▸ **About this exercise**:
Two lines in the data below mark the range: the one with "TARGET: woman in red vest squatting" and the one with "TARGET: white plastic basket". Return both, along with every line between them, exactly.
#### Available data
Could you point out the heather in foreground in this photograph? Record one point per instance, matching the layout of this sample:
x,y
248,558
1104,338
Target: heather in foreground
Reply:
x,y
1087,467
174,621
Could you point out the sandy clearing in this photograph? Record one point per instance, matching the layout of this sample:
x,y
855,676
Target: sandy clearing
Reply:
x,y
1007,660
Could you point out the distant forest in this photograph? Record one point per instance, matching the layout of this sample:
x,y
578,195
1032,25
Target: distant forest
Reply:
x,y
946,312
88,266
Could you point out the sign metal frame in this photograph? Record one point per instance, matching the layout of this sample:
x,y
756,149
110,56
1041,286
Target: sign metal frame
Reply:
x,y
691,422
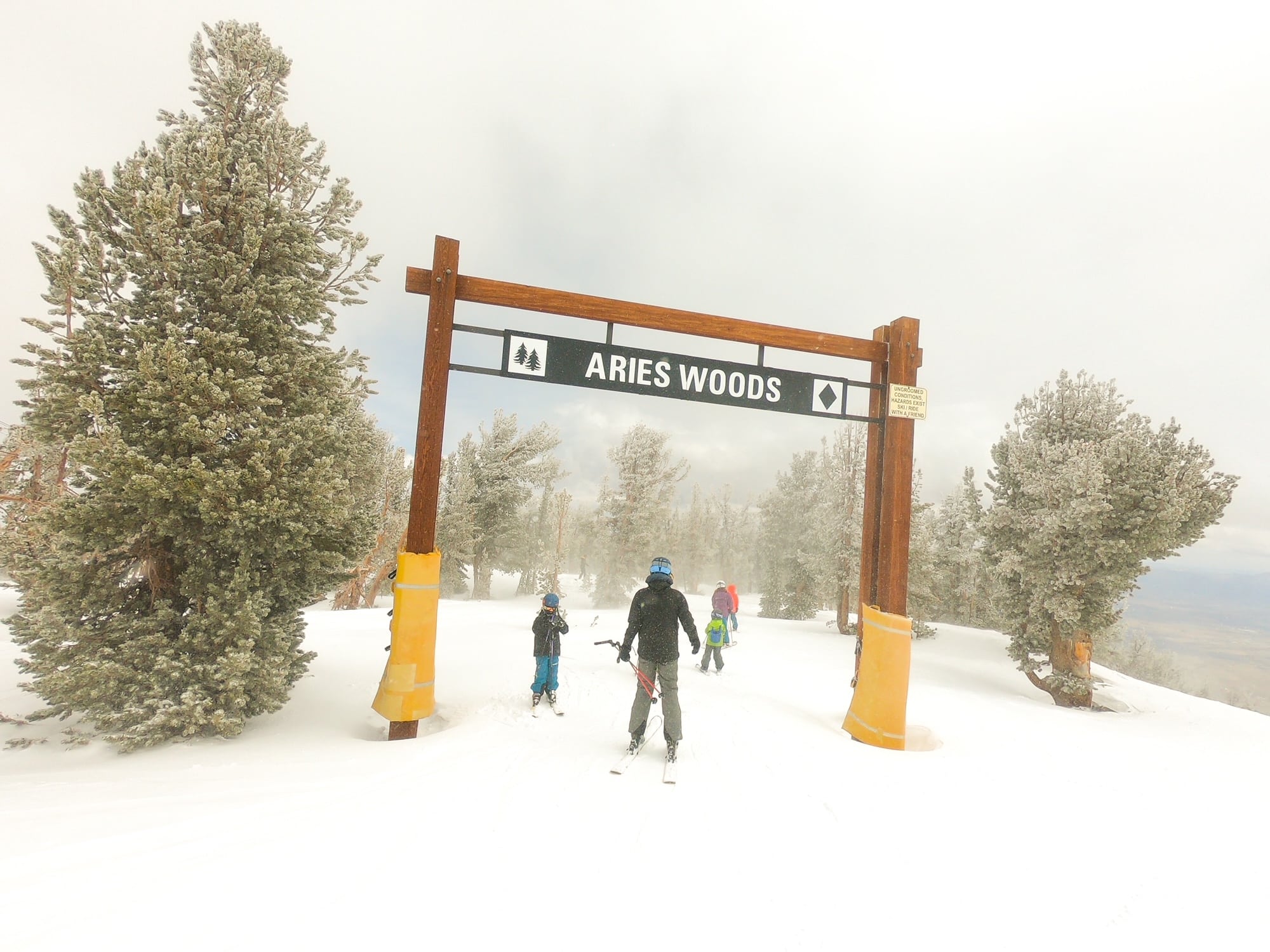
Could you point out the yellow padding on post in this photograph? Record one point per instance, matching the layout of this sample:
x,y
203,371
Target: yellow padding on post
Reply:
x,y
407,691
881,703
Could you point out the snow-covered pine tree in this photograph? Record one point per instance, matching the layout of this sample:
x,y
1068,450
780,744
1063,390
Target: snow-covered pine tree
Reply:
x,y
792,540
34,472
218,427
923,572
455,516
963,586
507,468
561,505
728,546
698,541
634,519
1084,494
34,475
844,478
389,493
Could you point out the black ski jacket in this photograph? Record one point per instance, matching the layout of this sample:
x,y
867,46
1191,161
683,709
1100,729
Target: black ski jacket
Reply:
x,y
657,611
548,629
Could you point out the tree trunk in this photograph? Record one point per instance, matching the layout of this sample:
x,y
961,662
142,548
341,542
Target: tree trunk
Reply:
x,y
1070,682
844,611
482,574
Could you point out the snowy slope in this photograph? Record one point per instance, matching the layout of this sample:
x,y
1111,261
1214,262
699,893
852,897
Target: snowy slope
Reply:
x,y
495,830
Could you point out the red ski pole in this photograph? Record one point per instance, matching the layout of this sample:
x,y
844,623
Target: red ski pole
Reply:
x,y
645,681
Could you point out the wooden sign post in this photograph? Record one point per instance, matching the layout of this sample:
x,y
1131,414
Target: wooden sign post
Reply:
x,y
893,355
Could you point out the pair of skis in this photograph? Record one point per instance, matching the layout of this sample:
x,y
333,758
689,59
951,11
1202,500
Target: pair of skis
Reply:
x,y
556,708
669,772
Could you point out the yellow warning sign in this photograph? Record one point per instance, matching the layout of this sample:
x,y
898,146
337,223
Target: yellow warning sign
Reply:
x,y
909,403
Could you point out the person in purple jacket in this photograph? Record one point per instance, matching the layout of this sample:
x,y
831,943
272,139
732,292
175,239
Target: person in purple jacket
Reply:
x,y
722,604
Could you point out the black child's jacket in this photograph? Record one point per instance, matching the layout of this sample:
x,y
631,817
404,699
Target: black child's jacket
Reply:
x,y
548,629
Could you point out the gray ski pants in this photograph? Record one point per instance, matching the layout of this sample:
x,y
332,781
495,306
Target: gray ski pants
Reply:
x,y
707,652
672,720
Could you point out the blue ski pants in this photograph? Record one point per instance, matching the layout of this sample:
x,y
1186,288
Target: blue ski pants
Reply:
x,y
547,673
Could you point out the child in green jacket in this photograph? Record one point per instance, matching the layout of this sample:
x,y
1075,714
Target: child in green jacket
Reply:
x,y
717,631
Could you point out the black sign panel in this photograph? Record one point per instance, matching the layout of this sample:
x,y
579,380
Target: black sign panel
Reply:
x,y
582,364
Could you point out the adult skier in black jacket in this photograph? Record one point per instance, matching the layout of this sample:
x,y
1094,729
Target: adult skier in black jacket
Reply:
x,y
657,611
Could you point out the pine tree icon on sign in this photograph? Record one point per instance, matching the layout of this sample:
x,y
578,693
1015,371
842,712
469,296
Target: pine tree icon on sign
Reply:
x,y
526,356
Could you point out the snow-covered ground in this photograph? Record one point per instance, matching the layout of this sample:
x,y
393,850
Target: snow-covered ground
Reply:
x,y
1023,826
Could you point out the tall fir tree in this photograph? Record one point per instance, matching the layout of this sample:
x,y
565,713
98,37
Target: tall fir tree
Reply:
x,y
219,431
963,590
636,517
455,517
792,541
1084,496
498,475
388,492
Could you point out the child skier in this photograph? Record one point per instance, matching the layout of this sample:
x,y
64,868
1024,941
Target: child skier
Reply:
x,y
716,634
723,604
548,629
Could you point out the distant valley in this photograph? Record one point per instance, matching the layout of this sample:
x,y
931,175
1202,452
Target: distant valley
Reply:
x,y
1217,628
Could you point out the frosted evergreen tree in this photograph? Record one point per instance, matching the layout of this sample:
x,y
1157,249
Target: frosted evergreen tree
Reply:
x,y
218,428
389,494
34,475
963,585
843,501
728,520
698,538
1084,496
636,516
792,539
455,517
506,468
924,577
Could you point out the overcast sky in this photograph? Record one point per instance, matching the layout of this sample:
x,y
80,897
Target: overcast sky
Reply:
x,y
1079,188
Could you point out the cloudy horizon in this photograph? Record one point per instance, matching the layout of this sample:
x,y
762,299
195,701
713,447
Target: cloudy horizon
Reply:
x,y
1079,188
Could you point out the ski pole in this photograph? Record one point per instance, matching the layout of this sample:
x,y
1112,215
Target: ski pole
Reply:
x,y
645,681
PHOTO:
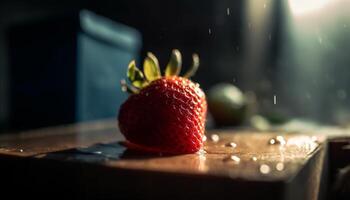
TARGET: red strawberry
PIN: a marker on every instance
(166, 114)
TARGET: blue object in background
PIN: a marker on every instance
(105, 49)
(67, 68)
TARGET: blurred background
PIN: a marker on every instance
(61, 61)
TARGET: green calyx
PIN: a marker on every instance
(151, 71)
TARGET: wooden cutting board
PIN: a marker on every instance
(87, 161)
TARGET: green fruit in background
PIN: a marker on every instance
(227, 104)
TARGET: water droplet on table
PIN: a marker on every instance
(215, 137)
(231, 144)
(233, 158)
(280, 166)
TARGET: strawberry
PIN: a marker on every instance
(163, 114)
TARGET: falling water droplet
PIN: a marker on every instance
(215, 137)
(314, 138)
(264, 169)
(231, 144)
(341, 94)
(280, 166)
(204, 138)
(320, 40)
(277, 140)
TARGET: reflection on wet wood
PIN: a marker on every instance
(232, 164)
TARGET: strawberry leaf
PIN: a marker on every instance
(194, 67)
(135, 75)
(174, 66)
(151, 67)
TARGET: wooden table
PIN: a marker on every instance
(86, 161)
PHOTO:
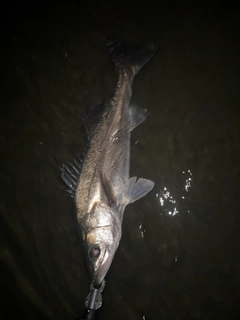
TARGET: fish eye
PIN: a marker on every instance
(94, 252)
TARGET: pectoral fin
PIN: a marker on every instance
(108, 189)
(138, 188)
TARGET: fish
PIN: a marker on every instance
(100, 183)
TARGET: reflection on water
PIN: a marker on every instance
(179, 253)
(167, 201)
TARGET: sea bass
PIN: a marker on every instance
(101, 186)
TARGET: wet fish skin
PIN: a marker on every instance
(104, 189)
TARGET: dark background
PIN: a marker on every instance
(179, 260)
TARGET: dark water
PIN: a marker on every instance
(179, 253)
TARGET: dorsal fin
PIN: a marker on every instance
(138, 188)
(70, 175)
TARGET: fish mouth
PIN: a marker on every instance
(100, 273)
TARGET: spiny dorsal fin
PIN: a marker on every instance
(70, 175)
(138, 188)
(137, 115)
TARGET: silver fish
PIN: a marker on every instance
(101, 186)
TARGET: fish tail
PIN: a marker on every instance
(129, 58)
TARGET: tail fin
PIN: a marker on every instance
(129, 58)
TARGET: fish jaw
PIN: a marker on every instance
(101, 232)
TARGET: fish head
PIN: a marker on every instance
(101, 232)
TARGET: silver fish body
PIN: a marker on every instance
(104, 188)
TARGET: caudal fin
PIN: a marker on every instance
(129, 58)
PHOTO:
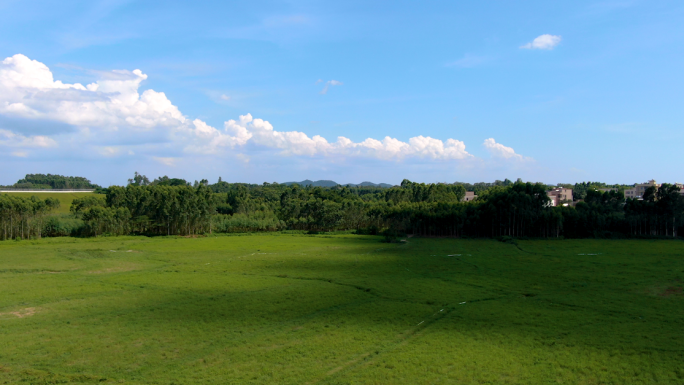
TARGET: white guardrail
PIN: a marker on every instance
(43, 191)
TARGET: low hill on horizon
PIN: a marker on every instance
(330, 183)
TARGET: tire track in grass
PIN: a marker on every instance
(403, 339)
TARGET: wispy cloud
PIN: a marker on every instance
(165, 161)
(545, 41)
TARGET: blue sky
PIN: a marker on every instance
(544, 91)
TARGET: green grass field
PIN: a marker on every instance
(65, 198)
(297, 309)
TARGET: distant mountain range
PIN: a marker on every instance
(330, 183)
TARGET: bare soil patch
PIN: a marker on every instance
(21, 313)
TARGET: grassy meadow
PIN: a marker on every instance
(65, 198)
(340, 309)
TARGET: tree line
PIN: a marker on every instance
(49, 181)
(24, 218)
(168, 206)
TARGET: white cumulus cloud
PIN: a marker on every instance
(12, 139)
(498, 150)
(112, 112)
(259, 132)
(545, 41)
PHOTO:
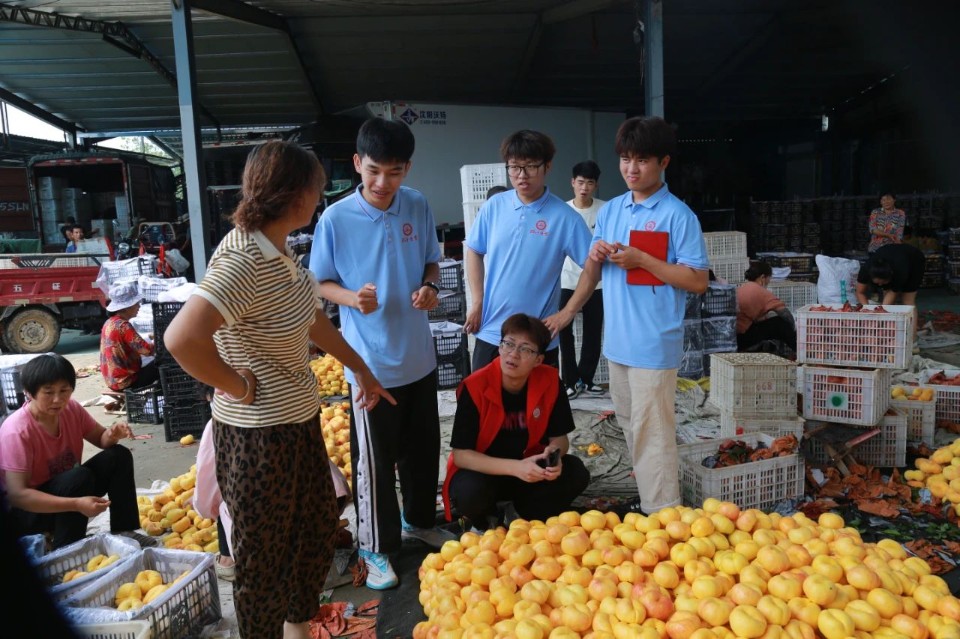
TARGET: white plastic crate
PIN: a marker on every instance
(135, 629)
(730, 269)
(921, 417)
(948, 397)
(888, 449)
(757, 385)
(181, 611)
(602, 375)
(794, 294)
(760, 484)
(731, 426)
(847, 396)
(726, 244)
(476, 180)
(54, 565)
(867, 340)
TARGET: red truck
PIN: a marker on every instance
(43, 293)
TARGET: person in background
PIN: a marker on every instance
(246, 331)
(48, 489)
(376, 255)
(578, 376)
(886, 223)
(121, 347)
(511, 414)
(761, 315)
(643, 324)
(517, 245)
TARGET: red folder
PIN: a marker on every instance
(654, 243)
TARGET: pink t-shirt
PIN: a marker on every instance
(25, 447)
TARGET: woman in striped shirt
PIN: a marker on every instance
(246, 331)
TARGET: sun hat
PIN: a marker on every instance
(123, 295)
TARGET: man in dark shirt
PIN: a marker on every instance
(512, 414)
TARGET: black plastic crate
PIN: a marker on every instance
(450, 374)
(163, 314)
(450, 346)
(451, 277)
(144, 405)
(452, 308)
(185, 419)
(720, 300)
(179, 388)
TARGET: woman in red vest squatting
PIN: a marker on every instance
(510, 434)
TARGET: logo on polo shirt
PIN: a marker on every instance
(541, 228)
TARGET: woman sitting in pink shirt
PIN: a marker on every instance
(761, 315)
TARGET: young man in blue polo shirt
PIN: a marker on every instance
(375, 254)
(525, 234)
(643, 324)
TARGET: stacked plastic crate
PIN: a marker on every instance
(727, 252)
(185, 407)
(848, 360)
(446, 324)
(756, 395)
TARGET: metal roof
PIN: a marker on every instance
(105, 64)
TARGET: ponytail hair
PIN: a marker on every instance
(757, 270)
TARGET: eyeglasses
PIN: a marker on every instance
(514, 170)
(526, 352)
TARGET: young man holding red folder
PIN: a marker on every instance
(643, 323)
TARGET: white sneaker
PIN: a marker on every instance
(380, 574)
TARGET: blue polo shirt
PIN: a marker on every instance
(525, 246)
(643, 325)
(356, 243)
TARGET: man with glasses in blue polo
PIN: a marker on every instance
(525, 234)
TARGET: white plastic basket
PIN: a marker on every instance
(730, 269)
(476, 180)
(760, 484)
(868, 340)
(888, 449)
(847, 396)
(921, 417)
(794, 294)
(753, 385)
(737, 427)
(726, 245)
(136, 629)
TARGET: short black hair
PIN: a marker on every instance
(587, 169)
(646, 137)
(521, 324)
(385, 141)
(527, 145)
(49, 368)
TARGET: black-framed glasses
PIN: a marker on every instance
(525, 351)
(515, 170)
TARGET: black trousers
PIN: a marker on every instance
(396, 440)
(109, 472)
(484, 353)
(572, 371)
(774, 328)
(475, 495)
########
▸ **Task solution**:
TARGET: woman in red vest squatting
PIN: a marker on every instance
(510, 434)
TARGET: logo on polo shirt
PIN: a marker on every instance
(541, 228)
TARGET: woman sitting in pink shirt
PIN: a marker on every instance
(761, 315)
TARGET: young man in blue polo shirt
PIN: a marker on every instance
(375, 254)
(525, 234)
(643, 324)
TARGET: stacked plastic crate
PIN: a marker on every instance
(727, 252)
(185, 407)
(848, 360)
(446, 324)
(756, 395)
TARGET: metal roof
PIN: a marker on every instance
(105, 64)
TARGET: ponytail hair
PIN: a marker on every instance
(757, 270)
TARGET: eyeglasses
PIN: a marker on every instance
(514, 170)
(526, 352)
TARGET: young man holding red folder
PIN: a marker on every instance
(643, 323)
TARGET: white sneaker
PIN: a marker on every instance
(380, 574)
TARGET: blue polo shirt
PIN: a marker on every instance
(525, 246)
(643, 325)
(356, 243)
TARGET: man with glasses in blue polo
PIN: a marker on every instance
(525, 234)
TARGET: white plastic basket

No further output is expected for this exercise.